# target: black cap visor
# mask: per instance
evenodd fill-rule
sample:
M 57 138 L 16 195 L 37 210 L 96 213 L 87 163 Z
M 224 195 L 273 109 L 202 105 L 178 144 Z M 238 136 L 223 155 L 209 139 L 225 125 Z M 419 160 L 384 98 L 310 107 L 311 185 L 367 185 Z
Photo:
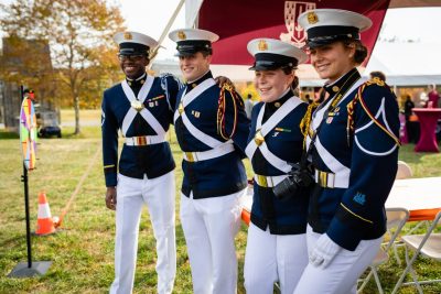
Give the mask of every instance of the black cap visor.
M 359 40 L 359 30 L 354 26 L 323 25 L 308 30 L 305 48 L 315 48 L 344 40 Z
M 121 43 L 119 44 L 120 55 L 149 55 L 149 46 L 138 44 L 138 43 Z
M 297 67 L 298 65 L 294 57 L 272 53 L 258 53 L 255 58 L 255 64 L 248 68 L 249 70 L 275 70 L 282 67 Z
M 176 50 L 176 56 L 191 56 L 197 52 L 212 54 L 212 43 L 209 41 L 180 41 Z

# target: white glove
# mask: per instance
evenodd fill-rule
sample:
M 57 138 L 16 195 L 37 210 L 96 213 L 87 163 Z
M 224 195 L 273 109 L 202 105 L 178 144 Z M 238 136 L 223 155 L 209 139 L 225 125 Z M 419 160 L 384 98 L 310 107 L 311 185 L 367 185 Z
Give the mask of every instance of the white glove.
M 315 268 L 325 269 L 335 258 L 342 248 L 336 244 L 331 238 L 323 233 L 315 243 L 314 250 L 310 254 L 310 262 Z

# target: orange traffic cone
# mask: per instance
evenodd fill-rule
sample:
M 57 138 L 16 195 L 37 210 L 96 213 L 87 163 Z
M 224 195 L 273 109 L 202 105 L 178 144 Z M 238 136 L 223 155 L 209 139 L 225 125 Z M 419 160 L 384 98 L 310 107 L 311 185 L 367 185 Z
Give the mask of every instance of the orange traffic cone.
M 54 222 L 51 216 L 51 209 L 46 199 L 46 194 L 40 192 L 39 194 L 39 215 L 36 216 L 36 230 L 35 235 L 44 236 L 55 232 Z

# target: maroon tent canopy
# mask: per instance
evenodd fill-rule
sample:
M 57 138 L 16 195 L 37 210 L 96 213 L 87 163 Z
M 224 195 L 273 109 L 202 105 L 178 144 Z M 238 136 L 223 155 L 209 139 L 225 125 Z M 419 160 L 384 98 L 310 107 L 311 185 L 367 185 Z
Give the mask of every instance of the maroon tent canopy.
M 198 28 L 213 31 L 220 40 L 213 44 L 214 64 L 249 65 L 247 43 L 255 37 L 272 37 L 304 44 L 300 13 L 314 8 L 352 10 L 368 17 L 373 26 L 362 33 L 363 43 L 373 51 L 389 0 L 205 0 L 198 13 Z M 366 61 L 367 62 L 367 61 Z

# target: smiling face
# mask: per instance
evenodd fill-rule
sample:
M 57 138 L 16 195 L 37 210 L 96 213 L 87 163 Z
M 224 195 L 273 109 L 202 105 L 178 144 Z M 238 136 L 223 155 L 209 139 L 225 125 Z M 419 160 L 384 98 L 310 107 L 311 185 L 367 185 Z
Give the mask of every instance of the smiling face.
M 194 81 L 208 72 L 211 62 L 212 55 L 204 56 L 196 52 L 193 55 L 180 56 L 180 68 L 187 81 Z
M 146 55 L 119 55 L 119 65 L 130 79 L 136 79 L 146 73 L 149 58 Z
M 345 46 L 342 42 L 311 48 L 309 53 L 311 64 L 319 76 L 329 79 L 330 83 L 337 80 L 356 66 L 354 62 L 355 47 Z
M 287 75 L 281 68 L 256 70 L 255 87 L 259 92 L 261 101 L 272 102 L 280 98 L 293 80 L 293 72 Z

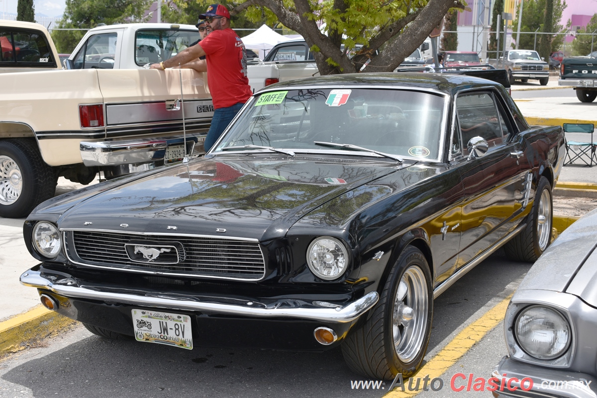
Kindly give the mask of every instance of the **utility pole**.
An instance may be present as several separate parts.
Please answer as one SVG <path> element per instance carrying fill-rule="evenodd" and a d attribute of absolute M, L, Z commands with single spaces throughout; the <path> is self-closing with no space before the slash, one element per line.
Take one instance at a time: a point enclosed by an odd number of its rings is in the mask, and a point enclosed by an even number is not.
<path fill-rule="evenodd" d="M 518 32 L 516 33 L 516 49 L 518 49 L 518 42 L 521 41 L 521 22 L 522 21 L 522 4 L 524 0 L 521 0 L 521 7 L 518 10 Z"/>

What is expected: Would you return the data exactly as written, without the pictures?

Answer for the task:
# target: black cap visor
# mask: per instance
evenodd fill-rule
sample:
M 57 138 L 16 195 L 37 210 L 96 213 L 87 163 Z
M 224 195 L 273 109 L 202 105 L 178 144 Z M 238 136 L 223 155 L 209 139 L 225 125 Z M 419 160 L 384 98 L 310 107 L 311 185 L 367 185 Z
Photo:
Give the mask of every instance of the black cap visor.
M 359 40 L 359 30 L 354 26 L 323 25 L 308 30 L 305 48 L 315 48 L 344 40 Z
M 121 43 L 119 44 L 120 55 L 149 55 L 149 46 L 138 44 L 138 43 Z
M 297 67 L 298 65 L 294 57 L 272 53 L 258 53 L 255 58 L 255 64 L 248 68 L 249 70 L 275 70 L 282 67 Z
M 176 50 L 176 56 L 191 56 L 197 52 L 212 54 L 212 43 L 209 41 L 180 41 Z

# target: white glove
# mask: per instance
evenodd fill-rule
sample:
M 57 138 L 16 195 L 37 210 L 96 213 L 87 163 Z
M 224 195 L 273 109 L 202 105 L 178 144 Z M 238 136 L 223 155 L 209 139 L 225 125 Z M 419 160 L 384 98 L 310 107 L 311 185 L 367 185 Z
Give the mask of every instance of the white glove.
M 315 268 L 325 269 L 335 258 L 342 248 L 336 244 L 331 238 L 323 233 L 315 243 L 314 250 L 310 254 L 310 262 Z

# target: orange traffic cone
# mask: per instance
evenodd fill-rule
sample:
M 57 138 L 16 195 L 37 210 L 96 213 L 87 163 Z
M 224 195 L 273 109 L 202 105 L 178 144 Z M 238 136 L 223 155 L 209 139 L 225 125 Z M 419 160 L 384 98 L 310 107 L 311 185 L 367 185 Z
Give the mask of every instance of the orange traffic cone.
M 54 222 L 51 216 L 51 209 L 46 199 L 46 194 L 40 192 L 39 194 L 39 215 L 36 216 L 36 230 L 35 235 L 44 236 L 55 232 Z

# target: maroon tent canopy
# mask: per instance
evenodd fill-rule
sample:
M 57 138 L 16 195 L 37 210 L 96 213 L 87 163 Z
M 224 195 L 273 109 L 202 105 L 178 144 Z M 238 136 L 223 155 L 209 139 L 225 125 Z M 419 160 L 384 98 L 310 107 L 311 185 L 367 185 Z
Give the mask of every instance of the maroon tent canopy.
M 198 28 L 213 31 L 220 40 L 213 44 L 214 64 L 249 65 L 247 43 L 255 37 L 272 37 L 304 44 L 300 13 L 314 8 L 352 10 L 368 17 L 373 26 L 362 33 L 363 43 L 373 51 L 389 0 L 205 0 L 198 13 Z M 366 61 L 367 62 L 367 61 Z

# target: smiling face
# mask: per instance
evenodd fill-rule
sample:
M 57 138 L 16 195 L 37 210 L 96 213 L 87 163 Z
M 224 195 L 273 109 L 202 105 L 178 144 Z M 238 136 L 223 155 L 209 139 L 225 125 Z M 419 160 L 384 98 L 310 107 L 311 185 L 367 185 Z
Give the mask of every instance of the smiling face.
M 194 81 L 208 72 L 211 62 L 212 55 L 204 56 L 196 52 L 193 55 L 180 56 L 180 68 L 187 81 Z
M 146 55 L 119 55 L 119 65 L 130 79 L 136 79 L 146 73 L 149 58 Z
M 345 46 L 342 42 L 311 48 L 309 53 L 311 64 L 319 76 L 329 79 L 330 83 L 337 80 L 356 66 L 354 62 L 355 47 Z
M 287 75 L 281 68 L 256 70 L 255 87 L 259 92 L 261 101 L 272 102 L 280 98 L 293 80 L 293 72 Z

Kindly give the mask of every instance of the **utility pole**.
An instance may be present as several separate parts.
Please answer as one SVG <path> element per instance carrying fill-rule="evenodd" and a d attribute of absolute M, L, Z commands with single spaces throughout; the <path> is self-closing with no space before the slash, one element per line.
Take one instance at a time: a point enclosed by an odd number of its rings is in the mask, and a point enclosed by an even number is not.
<path fill-rule="evenodd" d="M 518 32 L 516 33 L 516 49 L 518 49 L 518 42 L 521 41 L 521 22 L 522 21 L 522 4 L 524 0 L 521 0 L 521 7 L 518 10 Z"/>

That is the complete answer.